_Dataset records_
Segment Open
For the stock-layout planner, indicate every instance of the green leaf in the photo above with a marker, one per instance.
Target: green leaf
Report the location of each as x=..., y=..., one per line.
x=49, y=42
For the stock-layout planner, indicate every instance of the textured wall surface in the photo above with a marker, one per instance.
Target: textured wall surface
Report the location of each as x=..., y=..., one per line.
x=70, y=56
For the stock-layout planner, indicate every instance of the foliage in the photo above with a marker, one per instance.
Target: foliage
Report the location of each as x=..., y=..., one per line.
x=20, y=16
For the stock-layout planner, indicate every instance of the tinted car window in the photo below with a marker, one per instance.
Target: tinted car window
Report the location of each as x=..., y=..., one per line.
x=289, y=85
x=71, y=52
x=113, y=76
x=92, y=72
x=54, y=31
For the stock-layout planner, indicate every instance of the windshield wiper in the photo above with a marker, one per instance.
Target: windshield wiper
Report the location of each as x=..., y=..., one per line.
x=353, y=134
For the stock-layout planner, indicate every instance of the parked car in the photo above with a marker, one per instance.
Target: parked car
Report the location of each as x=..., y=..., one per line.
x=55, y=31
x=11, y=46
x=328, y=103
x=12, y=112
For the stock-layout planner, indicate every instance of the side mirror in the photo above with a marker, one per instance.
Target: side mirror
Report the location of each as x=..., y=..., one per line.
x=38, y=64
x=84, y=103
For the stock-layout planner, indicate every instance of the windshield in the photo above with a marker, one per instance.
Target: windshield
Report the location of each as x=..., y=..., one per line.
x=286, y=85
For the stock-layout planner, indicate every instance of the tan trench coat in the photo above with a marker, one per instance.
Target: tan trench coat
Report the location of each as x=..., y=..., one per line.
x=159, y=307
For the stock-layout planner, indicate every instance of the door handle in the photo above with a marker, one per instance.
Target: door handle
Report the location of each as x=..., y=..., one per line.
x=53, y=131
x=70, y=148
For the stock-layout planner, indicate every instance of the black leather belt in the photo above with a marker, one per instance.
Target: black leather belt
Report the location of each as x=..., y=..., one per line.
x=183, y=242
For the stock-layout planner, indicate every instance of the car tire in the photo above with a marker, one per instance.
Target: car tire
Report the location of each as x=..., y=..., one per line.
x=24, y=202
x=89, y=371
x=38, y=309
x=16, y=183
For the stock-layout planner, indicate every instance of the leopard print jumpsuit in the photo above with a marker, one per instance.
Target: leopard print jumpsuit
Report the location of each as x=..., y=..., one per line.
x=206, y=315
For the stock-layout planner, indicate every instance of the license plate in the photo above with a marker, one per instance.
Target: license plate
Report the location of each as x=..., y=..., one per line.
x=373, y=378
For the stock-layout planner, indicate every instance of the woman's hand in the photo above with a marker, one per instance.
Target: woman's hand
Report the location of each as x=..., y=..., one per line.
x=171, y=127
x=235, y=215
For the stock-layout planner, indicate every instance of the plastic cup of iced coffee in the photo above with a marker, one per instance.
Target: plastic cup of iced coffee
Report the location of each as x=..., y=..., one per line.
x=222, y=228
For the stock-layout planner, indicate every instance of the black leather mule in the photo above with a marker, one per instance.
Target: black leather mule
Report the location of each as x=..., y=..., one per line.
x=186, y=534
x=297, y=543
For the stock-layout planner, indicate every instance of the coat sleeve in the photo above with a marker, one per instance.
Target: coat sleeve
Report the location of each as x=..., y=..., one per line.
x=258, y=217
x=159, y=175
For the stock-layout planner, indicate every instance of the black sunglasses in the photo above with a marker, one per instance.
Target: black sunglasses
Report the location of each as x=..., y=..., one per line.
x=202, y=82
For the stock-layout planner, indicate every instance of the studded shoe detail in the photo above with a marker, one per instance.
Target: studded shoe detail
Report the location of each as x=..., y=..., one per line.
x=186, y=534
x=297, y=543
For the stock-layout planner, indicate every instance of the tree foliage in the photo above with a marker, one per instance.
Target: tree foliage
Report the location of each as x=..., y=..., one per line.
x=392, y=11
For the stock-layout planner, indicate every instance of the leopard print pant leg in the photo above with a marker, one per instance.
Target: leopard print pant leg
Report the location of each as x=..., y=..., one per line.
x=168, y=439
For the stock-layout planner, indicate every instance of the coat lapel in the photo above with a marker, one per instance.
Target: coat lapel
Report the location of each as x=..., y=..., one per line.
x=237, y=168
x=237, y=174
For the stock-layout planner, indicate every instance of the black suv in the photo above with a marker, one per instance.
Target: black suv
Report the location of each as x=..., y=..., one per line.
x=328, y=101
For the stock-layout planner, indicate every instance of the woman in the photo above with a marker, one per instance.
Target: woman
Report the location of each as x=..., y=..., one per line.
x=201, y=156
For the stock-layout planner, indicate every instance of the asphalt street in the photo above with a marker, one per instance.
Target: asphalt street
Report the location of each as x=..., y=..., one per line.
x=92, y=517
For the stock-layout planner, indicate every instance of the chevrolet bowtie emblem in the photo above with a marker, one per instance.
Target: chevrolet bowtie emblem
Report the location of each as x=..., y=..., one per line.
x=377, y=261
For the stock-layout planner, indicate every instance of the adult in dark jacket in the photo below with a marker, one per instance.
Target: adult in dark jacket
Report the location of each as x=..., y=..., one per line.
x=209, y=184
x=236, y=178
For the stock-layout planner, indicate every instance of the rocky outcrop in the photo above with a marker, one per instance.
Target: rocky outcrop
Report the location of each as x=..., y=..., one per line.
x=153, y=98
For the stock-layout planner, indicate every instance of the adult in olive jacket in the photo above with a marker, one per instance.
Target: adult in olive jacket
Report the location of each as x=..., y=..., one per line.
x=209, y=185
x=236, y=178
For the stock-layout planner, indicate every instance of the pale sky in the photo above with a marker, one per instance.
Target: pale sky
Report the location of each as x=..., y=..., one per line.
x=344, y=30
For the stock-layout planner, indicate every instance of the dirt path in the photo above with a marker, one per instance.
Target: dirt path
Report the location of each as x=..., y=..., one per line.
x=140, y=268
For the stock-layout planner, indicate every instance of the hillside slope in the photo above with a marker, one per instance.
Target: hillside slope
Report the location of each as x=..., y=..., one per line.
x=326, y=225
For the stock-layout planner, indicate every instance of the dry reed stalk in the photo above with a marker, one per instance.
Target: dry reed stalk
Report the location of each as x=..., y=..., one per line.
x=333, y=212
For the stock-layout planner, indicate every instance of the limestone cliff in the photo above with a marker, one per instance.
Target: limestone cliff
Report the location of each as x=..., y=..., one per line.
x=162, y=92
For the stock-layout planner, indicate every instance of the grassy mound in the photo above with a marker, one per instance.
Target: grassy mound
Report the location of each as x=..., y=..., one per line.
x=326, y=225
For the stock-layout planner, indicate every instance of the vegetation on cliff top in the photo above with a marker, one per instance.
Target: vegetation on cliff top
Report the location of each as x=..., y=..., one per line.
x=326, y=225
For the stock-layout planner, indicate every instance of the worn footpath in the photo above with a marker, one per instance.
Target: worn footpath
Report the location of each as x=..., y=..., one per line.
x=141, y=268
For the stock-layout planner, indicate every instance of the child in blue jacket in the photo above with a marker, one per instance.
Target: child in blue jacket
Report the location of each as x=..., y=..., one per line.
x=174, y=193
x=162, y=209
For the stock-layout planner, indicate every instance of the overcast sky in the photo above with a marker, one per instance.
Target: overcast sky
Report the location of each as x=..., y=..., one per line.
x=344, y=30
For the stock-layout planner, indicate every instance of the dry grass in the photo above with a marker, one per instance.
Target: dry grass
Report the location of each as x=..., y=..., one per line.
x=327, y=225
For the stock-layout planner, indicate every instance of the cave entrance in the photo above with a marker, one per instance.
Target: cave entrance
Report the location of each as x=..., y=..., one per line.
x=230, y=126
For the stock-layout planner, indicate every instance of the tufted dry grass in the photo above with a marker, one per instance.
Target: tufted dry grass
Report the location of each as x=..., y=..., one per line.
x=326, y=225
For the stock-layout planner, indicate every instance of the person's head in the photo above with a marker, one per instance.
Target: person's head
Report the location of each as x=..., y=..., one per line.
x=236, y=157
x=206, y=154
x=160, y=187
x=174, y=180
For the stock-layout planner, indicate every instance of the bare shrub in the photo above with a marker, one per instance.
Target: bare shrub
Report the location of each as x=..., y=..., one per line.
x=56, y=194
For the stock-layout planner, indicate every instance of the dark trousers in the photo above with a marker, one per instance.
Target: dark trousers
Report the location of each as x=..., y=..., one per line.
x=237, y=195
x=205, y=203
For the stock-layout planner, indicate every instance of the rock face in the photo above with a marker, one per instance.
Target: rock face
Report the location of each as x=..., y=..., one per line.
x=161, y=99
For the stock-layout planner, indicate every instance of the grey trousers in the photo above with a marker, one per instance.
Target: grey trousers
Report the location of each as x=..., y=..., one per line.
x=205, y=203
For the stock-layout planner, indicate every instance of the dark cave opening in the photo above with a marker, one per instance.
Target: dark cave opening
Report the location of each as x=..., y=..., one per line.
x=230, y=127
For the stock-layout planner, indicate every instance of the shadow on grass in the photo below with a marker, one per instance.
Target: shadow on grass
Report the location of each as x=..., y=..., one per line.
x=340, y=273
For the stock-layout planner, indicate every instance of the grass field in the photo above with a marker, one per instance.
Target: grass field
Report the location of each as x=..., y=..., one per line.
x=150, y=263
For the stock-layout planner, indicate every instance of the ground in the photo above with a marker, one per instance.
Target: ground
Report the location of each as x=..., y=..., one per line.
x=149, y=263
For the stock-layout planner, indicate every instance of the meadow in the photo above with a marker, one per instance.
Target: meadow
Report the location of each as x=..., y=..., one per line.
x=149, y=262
Segment Closed
_EXERCISE_
Within the records above, the line carrying "Target: grass field" starts the range and the last line ends it. Set down that range exactly.

_TASK RESPONSE_
Target: grass field
Report the location of each as x=..., y=..., one per line.
x=150, y=263
For the stock-layout planner, indicate every instance of the ground in the photo above with a marker, one per instance.
Target: ground
Report the location of each as x=..., y=..., one per line.
x=149, y=263
For the stock-layout planner, indicate every instance of the meadow in the photo above with a marker, one per instance.
Target: meadow
Report the location of each as x=..., y=..., one per line.
x=149, y=262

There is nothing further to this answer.